▸ **WORK REQUIRED**
Please repeat the data in full, character for character.

▸ **DATASET RECORDS**
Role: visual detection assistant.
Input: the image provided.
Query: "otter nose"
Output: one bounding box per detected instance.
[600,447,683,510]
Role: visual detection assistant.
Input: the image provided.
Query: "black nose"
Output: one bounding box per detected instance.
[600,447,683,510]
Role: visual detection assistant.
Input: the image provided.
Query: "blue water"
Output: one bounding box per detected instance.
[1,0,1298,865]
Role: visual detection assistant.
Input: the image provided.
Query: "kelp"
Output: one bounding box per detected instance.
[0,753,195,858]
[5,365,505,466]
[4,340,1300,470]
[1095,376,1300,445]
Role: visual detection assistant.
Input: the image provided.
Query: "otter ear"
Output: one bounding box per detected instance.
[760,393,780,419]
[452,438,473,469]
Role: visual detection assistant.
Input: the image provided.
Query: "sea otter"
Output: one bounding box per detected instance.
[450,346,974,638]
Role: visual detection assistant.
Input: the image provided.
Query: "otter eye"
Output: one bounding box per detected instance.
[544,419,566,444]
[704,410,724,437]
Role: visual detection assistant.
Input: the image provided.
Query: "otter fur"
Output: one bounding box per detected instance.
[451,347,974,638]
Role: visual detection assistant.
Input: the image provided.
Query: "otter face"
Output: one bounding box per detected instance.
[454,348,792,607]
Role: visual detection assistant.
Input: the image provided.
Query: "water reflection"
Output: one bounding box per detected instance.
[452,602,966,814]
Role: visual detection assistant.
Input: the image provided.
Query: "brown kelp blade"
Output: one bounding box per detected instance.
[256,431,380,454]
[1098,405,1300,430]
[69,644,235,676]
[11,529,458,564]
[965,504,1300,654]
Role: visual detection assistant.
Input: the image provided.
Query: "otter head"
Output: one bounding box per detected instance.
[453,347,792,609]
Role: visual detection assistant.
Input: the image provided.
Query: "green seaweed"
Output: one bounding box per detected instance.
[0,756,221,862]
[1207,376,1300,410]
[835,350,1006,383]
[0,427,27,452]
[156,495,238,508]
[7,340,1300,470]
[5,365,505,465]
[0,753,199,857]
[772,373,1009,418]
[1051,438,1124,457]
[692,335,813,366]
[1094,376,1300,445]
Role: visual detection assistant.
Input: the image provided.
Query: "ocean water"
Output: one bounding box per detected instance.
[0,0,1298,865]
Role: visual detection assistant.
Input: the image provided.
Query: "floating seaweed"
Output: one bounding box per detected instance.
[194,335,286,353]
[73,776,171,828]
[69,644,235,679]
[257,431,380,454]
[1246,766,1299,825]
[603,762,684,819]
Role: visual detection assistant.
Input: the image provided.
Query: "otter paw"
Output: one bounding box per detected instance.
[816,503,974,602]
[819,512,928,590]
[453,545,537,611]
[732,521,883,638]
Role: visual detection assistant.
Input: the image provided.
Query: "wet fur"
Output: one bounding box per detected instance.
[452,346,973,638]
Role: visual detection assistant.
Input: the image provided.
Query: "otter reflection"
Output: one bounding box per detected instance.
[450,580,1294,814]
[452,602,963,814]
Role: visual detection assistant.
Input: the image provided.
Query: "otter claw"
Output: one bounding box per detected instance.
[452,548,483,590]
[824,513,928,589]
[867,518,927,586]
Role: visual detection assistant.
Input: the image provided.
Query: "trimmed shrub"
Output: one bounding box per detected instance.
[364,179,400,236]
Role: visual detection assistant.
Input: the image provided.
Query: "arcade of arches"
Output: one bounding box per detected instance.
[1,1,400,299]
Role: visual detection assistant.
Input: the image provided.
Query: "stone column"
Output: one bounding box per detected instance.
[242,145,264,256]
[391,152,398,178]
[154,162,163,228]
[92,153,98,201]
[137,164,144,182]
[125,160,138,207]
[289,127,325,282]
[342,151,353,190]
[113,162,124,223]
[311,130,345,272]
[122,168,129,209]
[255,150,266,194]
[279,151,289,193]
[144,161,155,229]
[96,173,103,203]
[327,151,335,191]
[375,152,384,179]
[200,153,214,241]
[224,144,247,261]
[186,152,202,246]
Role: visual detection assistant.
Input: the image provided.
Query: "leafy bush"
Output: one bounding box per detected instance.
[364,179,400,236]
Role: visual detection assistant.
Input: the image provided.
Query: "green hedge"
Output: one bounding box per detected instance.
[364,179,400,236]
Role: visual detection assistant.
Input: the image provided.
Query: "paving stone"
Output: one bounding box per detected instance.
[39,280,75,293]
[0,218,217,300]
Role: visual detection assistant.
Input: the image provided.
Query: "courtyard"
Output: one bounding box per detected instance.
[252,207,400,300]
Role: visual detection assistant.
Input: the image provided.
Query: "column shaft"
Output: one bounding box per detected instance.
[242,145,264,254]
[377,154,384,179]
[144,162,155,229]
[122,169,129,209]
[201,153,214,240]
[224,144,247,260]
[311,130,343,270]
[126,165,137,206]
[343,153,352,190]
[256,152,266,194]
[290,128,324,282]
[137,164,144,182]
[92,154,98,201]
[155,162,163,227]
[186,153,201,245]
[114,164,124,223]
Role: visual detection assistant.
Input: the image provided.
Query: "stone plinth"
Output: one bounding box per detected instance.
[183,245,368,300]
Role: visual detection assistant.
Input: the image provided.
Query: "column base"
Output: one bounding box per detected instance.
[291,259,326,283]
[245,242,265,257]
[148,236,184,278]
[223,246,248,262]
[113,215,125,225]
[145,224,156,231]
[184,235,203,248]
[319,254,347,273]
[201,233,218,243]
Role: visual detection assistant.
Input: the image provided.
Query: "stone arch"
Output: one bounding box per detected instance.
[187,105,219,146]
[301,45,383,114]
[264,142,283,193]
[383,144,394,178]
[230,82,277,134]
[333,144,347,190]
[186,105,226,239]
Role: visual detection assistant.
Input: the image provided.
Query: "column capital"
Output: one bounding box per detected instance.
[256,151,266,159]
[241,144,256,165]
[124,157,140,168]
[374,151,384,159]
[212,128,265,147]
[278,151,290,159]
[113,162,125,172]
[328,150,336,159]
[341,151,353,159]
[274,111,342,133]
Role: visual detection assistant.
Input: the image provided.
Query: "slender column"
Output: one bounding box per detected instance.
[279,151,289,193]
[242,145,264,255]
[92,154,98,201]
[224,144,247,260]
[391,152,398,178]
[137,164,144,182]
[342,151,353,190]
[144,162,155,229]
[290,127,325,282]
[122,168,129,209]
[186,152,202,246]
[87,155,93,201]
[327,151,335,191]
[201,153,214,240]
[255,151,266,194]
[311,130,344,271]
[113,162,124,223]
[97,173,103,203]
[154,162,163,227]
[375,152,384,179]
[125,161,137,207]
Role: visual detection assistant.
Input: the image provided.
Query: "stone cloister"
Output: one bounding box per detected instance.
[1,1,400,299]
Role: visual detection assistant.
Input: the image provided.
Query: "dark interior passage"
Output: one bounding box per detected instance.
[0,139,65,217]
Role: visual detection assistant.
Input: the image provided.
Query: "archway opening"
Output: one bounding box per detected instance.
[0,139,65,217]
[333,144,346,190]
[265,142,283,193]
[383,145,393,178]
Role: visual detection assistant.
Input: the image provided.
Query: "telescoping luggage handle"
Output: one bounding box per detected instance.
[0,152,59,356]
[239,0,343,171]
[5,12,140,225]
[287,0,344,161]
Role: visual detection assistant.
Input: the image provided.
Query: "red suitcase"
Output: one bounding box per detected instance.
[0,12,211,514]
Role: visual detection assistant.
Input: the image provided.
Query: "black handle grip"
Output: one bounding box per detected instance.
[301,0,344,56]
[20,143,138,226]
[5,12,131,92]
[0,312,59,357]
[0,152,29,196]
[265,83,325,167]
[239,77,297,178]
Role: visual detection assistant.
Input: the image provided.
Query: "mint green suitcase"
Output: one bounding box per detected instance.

▸ **OUTPUT OF THE TASK**
Role: visual detection assistant.
Input: the image provided.
Query: "otter nose"
Output: one bounding box per detected instance.
[600,447,683,510]
Role: visual detection assistant.
Input: the image provided.
Query: "black nose"
Output: one bounding box per detected instance.
[600,447,683,510]
Role: visual detection assistant.
Input: the image provided.
Query: "blue water"
Output: one bounding box per detected instance.
[1,0,1298,865]
Role: visual detection assistant.
Input: the image provided.
Query: "kelp"
Output: one bounding box per detected instance.
[0,753,195,858]
[5,365,505,466]
[4,340,1300,470]
[1095,376,1300,445]
Role: visual detection assistant.
Input: the image provided.
Query: "otter ear"
Output: one bounding box per detected instance.
[760,393,780,419]
[452,438,473,469]
Role: visual detection assistant.
Input: the image provided.
Query: "sea otter"
Output: one bounding box per detected instance.
[450,346,974,638]
Role: visual detection assistant.
Input: the image provided.
Query: "otter eye"
Output: one bounding box per detected instance.
[544,419,566,444]
[704,410,724,437]
Role: visual detection assistant.
Input: the image provided.
Query: "otter fur"
Output: one bounding box per detected instance.
[451,347,974,638]
Role: visual detection assistant.
Input: the image provided.
Query: "otter face"
Output: one bounding box per detected instance.
[454,348,792,607]
Role: visual detection assistant.
Input: the image provided.
Query: "water reflection"
Output: one bounding box per detected instance.
[452,602,966,814]
Role: visual detection assistant.
Input: the image provided.
Query: "brown kelp blade"
Output: one bounding box per detected instance.
[256,431,380,454]
[1098,405,1300,430]
[69,644,235,676]
[11,529,458,564]
[965,504,1300,654]
Role: visual detection assistant.
Input: the image provided.
Query: "otter head"
Output: one bounding box per detected instance.
[453,347,792,609]
Role: visual detection assistant.
Input: the image provided.
Query: "green seaweed"
Output: one bounding box per detected instance.
[0,756,221,862]
[1207,376,1300,410]
[835,350,1006,383]
[0,427,27,452]
[156,495,238,508]
[7,340,1300,470]
[5,365,505,465]
[0,753,199,857]
[772,373,1009,418]
[1051,438,1124,457]
[692,335,813,366]
[1094,376,1300,445]
Role: visual detection assistant.
Input: the image provided.
Query: "ocean water"
Output: one bounding box per detected instance.
[0,0,1298,865]
Role: visual detection assistant.
Input: the image provided.
Query: "floating seaweed"
Output: one bounding box per detected instance.
[194,335,286,353]
[73,776,171,828]
[69,644,235,679]
[257,431,380,454]
[1246,766,1299,825]
[603,762,684,819]
Role: visual detection assistant.
Input: the image provided.
Query: "otter paw"
Output: one bounding box per detected instance.
[816,503,974,602]
[819,512,928,590]
[453,545,537,611]
[732,521,883,638]
Role: visual detection assistant.
Input: the image provided.
Query: "wet fur"
Output: one bounding box per detected instance.
[452,346,973,638]
Role: visual detection assistant.
Input: the image provided.
Query: "otter reflection"
Output: one bounding box per detected instance.
[450,580,1294,814]
[452,602,963,814]
Role: visual detection assistant.
Input: the image provided.
Query: "otter claw"
Output: one bounding box per detected instance.
[452,548,483,590]
[824,513,928,589]
[867,518,927,586]
Role: visual detection assistant.
Input: the image provided.
Query: "trimmed shrub"
Output: one bounding box per detected instance.
[364,179,400,236]
Role: visual detection assistant.
Input: the image provided.
Query: "arcade of arches"
Output: one bounding box per detected instance.
[1,1,400,299]
Role: visual detection assistant.
Input: the image provided.
Query: "stone column"
Output: one bounding box per detected instance.
[242,145,264,256]
[391,152,398,178]
[154,162,163,228]
[92,153,98,201]
[137,164,144,182]
[125,160,138,207]
[289,127,325,282]
[342,151,353,190]
[113,162,124,223]
[311,130,345,272]
[122,168,129,209]
[255,150,266,194]
[279,151,289,193]
[144,161,155,229]
[96,173,103,203]
[327,151,335,191]
[375,152,384,179]
[200,153,214,241]
[224,144,247,261]
[186,152,202,246]
Role: visual detection assistant.
Input: the image provided.
Query: "leafy bush"
Output: one bounding box per detected instance.
[364,179,400,236]
Role: visual detection assistant.
Input: the image provided.
Query: "green hedge"
Output: one bounding box per detected instance.
[364,179,400,236]
Role: visual detection assistant.
Input: the image provided.
Query: "paving stone"
Output: one bounding box per detected instance.
[39,280,75,293]
[0,218,217,300]
Role: visual detection assistant.
Input: the image provided.
Query: "courtyard"
Output: one bounding box per detected instance.
[252,207,400,300]
Role: visual detection assistant.
Input: the image provided.
Query: "column shaft"
Output: one bounding box per detected instance.
[242,145,264,254]
[377,154,384,179]
[144,162,155,229]
[122,169,129,209]
[201,153,214,240]
[224,144,247,260]
[311,130,343,270]
[126,165,137,206]
[343,153,352,190]
[256,152,266,194]
[290,128,324,282]
[137,164,144,182]
[92,154,98,201]
[155,162,163,227]
[186,153,201,245]
[114,164,124,223]
Role: visual detection assistant.
Input: the image provided.
Query: "stone plinth"
Output: one bounding box per detected instance.
[183,245,368,300]
Role: visual detection assistant.
Input: the image provided.
Query: "column base"
Output: one bounding box per detected instance.
[291,259,326,283]
[245,242,265,257]
[148,236,184,278]
[223,246,248,262]
[113,215,125,225]
[145,224,156,231]
[184,235,203,248]
[319,254,347,273]
[201,233,218,243]
Role: visual detection assistant.
Input: the image provided.
Query: "stone arch"
Output: one bounding box per detected instance.
[187,105,219,146]
[301,45,383,114]
[264,142,283,193]
[383,144,394,178]
[230,82,277,134]
[333,144,347,190]
[186,105,226,239]
Role: visual detection assistant.
Input: the image provided.
Query: "column capital"
Output: one bounding box per detected instance.
[256,151,266,159]
[241,144,256,165]
[124,157,140,168]
[374,151,384,159]
[212,128,265,147]
[278,151,290,159]
[113,162,125,172]
[328,150,336,159]
[341,151,353,159]
[274,111,342,133]
Role: visual detection assistant.
Input: the image provided.
Query: "slender column"
Output: one bounding box per detected instance.
[279,151,289,193]
[242,145,264,255]
[92,154,98,201]
[224,144,247,260]
[391,152,398,178]
[137,164,144,182]
[342,151,353,190]
[144,162,155,229]
[290,127,325,282]
[122,168,129,209]
[186,152,202,246]
[87,155,93,201]
[327,151,335,191]
[201,153,214,240]
[255,151,266,194]
[311,130,344,271]
[113,162,124,223]
[97,173,103,203]
[154,162,163,227]
[375,152,384,179]
[125,161,137,207]
Role: visual detection assistant.
Input: the image provided.
Query: "stone cloister"
Output: one bounding box per detected instance.
[1,1,400,299]
Role: visual detection assistant.
Input: the image provided.
Query: "dark interior passage"
Output: one bounding box per detected instance.
[0,139,65,217]
Role: visual detection assistant.
Input: the image provided.
Query: "archway opening"
Output: one bounding box per detected instance.
[0,139,65,217]
[333,144,346,190]
[265,142,283,193]
[383,145,393,178]
Role: visual detection assistant.
Input: the image provided.
Query: "telescoping luggage handle"
Output: one bounding box per detected instance.
[0,152,59,356]
[239,0,343,171]
[5,12,140,225]
[287,0,344,161]
Role: visual detection assistant.
Input: the image provided.
Query: "red suitcase"
Output: one bounding box per detected instance.
[0,12,211,514]
Role: visual detection assistant.
Input: the image provided.
Query: "black handle grip"
Output: one bounding box per detected instance.
[301,0,344,56]
[20,143,138,226]
[5,12,131,92]
[0,312,59,357]
[0,152,29,196]
[265,83,325,167]
[239,77,297,178]
Role: visual detection assistant.
Input: the image provided.
Query: "mint green suitcase"
Output: one bounding box per detected instance.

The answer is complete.